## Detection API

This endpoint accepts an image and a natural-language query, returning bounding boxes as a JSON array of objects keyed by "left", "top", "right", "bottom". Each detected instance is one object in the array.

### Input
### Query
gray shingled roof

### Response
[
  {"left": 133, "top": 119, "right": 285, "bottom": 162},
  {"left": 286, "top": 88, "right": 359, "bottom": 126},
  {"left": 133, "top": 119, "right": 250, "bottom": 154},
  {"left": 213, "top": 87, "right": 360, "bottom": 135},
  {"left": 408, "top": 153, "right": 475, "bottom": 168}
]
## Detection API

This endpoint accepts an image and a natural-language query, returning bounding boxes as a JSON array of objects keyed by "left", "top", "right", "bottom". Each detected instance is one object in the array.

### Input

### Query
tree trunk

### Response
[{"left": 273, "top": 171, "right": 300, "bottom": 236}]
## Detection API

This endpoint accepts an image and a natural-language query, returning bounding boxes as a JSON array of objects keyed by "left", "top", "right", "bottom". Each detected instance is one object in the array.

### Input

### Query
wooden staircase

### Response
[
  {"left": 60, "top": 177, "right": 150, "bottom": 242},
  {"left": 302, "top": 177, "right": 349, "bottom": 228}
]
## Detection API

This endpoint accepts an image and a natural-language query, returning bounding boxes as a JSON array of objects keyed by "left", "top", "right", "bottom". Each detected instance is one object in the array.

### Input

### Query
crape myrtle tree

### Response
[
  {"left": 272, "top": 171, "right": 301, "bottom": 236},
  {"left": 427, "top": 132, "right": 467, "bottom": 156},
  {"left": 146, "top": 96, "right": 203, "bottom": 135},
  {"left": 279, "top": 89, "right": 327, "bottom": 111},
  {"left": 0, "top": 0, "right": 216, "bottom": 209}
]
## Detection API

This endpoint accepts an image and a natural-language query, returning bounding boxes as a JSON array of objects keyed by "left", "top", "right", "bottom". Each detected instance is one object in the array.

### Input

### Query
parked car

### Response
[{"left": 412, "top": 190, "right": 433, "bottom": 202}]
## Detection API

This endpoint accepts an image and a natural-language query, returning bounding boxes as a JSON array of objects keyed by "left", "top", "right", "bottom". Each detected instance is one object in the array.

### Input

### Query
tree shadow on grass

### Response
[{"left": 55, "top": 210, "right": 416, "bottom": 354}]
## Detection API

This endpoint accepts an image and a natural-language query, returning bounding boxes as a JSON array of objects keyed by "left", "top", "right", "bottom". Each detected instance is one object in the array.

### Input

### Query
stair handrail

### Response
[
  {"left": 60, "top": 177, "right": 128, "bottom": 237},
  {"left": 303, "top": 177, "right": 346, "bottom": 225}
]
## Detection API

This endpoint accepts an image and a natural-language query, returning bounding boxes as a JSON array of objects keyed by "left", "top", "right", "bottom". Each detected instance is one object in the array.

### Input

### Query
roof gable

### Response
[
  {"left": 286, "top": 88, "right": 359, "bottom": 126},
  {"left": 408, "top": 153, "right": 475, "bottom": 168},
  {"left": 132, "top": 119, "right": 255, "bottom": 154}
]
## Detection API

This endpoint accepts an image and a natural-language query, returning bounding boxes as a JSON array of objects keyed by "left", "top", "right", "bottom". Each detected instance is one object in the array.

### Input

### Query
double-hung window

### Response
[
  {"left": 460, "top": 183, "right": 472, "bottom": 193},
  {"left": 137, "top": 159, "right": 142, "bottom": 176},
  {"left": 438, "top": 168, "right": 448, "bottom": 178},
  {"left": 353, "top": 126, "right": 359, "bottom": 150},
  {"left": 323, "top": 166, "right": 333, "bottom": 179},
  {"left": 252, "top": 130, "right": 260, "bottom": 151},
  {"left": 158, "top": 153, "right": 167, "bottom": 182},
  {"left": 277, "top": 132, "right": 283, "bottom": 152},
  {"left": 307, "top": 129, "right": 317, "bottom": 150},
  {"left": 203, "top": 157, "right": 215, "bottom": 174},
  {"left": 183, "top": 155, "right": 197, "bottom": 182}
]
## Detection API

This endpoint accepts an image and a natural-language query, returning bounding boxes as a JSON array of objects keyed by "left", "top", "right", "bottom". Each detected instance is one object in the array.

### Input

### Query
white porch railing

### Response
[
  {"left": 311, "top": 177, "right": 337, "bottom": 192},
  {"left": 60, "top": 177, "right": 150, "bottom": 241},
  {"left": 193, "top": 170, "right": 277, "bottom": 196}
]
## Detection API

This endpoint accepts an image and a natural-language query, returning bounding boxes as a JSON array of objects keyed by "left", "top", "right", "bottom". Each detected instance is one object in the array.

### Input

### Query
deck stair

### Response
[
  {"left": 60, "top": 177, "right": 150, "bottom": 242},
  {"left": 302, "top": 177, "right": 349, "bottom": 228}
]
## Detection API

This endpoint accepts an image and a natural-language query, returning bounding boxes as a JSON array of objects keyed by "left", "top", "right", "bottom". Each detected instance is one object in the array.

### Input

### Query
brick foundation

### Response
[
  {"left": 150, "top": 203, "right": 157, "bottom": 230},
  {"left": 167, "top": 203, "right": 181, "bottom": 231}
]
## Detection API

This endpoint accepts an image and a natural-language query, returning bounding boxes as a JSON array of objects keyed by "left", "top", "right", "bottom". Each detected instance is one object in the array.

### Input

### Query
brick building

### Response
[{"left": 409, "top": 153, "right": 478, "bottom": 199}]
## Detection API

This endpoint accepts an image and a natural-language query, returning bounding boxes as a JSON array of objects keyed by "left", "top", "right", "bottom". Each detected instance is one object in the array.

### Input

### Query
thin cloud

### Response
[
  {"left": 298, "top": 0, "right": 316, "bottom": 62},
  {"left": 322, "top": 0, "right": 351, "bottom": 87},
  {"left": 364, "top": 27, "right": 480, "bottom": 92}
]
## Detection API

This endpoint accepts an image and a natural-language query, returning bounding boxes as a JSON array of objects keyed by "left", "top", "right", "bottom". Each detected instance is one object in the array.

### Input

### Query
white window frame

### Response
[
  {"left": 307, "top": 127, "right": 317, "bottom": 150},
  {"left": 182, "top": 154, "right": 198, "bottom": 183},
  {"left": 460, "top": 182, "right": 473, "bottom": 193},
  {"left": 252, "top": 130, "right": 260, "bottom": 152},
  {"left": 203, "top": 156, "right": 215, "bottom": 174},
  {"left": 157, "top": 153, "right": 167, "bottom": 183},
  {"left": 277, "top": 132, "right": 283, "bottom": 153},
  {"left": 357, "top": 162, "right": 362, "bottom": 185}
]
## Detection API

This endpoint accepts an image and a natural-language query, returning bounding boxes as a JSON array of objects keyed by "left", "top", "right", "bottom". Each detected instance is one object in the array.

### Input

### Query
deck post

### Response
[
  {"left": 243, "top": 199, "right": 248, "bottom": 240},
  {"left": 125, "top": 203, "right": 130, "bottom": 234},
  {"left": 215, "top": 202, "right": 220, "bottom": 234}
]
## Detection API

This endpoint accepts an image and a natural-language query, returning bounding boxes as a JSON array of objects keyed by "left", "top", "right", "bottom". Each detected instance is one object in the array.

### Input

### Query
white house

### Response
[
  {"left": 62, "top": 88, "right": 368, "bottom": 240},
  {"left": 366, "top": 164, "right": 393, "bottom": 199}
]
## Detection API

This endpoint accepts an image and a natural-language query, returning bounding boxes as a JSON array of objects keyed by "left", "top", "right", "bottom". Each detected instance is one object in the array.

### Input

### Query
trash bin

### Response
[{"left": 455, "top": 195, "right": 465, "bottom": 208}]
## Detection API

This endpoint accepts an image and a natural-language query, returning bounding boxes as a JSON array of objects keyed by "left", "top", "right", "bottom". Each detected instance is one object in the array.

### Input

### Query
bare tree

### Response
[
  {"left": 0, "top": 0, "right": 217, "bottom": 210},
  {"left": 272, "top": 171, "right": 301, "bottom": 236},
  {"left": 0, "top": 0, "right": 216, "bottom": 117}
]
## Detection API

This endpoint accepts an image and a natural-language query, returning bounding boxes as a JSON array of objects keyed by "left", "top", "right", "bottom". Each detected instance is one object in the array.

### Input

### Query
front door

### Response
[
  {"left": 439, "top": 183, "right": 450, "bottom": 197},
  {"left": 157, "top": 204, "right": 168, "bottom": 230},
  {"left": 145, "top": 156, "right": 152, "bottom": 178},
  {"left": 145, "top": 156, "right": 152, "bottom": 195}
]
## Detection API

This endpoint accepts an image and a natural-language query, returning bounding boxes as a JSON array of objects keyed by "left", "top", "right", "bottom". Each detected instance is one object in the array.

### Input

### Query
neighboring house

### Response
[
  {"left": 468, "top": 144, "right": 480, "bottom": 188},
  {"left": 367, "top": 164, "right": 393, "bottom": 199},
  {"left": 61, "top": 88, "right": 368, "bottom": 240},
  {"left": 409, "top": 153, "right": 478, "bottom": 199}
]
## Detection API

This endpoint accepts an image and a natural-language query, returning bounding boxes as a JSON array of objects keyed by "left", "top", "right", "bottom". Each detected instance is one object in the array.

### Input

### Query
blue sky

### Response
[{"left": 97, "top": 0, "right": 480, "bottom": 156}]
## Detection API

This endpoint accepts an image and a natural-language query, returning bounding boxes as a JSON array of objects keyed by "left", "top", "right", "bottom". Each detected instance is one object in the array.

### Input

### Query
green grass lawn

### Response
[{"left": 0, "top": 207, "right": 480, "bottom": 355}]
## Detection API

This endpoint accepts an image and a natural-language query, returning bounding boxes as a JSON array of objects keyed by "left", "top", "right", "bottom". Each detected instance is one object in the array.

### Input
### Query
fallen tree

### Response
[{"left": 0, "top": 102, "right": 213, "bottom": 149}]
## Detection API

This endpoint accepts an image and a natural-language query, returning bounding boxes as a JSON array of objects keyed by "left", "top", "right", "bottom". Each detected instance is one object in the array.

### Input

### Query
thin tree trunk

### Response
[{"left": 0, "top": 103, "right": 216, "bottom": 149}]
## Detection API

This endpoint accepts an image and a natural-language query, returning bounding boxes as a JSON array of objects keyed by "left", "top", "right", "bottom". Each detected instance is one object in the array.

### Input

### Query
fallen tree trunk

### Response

## REQUIREMENT
List every line of the material above that contains the string "grass", matching case exactly.

## ANSWER TO THIS PROBLEM
tree shadow on grass
green grass lawn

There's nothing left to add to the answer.